▶ Task data:

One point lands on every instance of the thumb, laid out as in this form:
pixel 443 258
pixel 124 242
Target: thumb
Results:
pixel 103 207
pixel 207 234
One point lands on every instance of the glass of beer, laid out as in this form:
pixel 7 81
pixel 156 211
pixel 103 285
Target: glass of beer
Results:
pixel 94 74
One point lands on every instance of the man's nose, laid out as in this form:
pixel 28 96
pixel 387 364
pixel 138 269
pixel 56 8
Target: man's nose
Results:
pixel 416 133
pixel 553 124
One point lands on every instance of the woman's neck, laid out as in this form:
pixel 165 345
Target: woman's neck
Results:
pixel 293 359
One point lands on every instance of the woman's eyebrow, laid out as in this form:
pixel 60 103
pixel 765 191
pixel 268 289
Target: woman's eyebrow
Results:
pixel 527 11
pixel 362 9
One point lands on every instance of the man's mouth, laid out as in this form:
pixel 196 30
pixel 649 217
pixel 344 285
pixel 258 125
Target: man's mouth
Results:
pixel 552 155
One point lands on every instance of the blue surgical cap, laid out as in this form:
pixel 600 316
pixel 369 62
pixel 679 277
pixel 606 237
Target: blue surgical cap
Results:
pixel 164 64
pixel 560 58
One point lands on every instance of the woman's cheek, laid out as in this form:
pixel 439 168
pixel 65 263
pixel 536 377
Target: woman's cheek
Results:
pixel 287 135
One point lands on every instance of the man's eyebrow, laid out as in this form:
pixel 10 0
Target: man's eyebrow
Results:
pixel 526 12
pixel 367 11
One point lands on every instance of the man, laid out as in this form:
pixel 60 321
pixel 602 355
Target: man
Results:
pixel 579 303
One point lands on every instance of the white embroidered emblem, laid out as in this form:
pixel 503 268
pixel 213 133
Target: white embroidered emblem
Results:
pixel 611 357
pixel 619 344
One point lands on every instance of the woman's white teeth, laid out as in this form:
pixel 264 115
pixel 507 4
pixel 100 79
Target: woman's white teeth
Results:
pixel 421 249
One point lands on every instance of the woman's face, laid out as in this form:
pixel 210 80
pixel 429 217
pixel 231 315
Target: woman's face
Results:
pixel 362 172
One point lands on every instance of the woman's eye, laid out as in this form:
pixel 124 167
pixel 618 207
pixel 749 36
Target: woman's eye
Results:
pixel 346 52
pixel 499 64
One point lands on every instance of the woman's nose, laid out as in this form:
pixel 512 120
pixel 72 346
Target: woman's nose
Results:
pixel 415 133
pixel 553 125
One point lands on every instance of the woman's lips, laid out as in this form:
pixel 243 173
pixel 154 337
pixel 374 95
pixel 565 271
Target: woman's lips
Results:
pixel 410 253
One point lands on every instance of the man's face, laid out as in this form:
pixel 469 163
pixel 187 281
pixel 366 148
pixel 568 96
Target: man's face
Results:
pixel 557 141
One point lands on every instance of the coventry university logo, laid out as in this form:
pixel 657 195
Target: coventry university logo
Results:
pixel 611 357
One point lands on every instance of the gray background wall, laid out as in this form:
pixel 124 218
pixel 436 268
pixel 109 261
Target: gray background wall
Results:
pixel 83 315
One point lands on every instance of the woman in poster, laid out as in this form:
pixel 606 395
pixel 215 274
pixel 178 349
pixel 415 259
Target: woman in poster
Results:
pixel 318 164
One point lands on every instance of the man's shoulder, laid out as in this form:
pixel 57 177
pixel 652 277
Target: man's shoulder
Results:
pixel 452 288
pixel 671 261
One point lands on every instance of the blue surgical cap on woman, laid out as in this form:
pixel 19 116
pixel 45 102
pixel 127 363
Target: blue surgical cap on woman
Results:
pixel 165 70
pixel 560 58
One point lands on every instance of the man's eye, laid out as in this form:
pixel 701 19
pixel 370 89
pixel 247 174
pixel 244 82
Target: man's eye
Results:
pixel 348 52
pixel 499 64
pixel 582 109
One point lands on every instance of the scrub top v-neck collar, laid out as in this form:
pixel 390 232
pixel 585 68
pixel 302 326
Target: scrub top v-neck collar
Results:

▶ Problem to solve: Within the lines above, find those holding the word "face" and copy them.

▶ Solution for this exercise:
One point lands on every instance of the woman's face, laid out as in this form:
Target: woman's face
One point lands on every instance of the man's face, laid out as in this form:
Target: man's face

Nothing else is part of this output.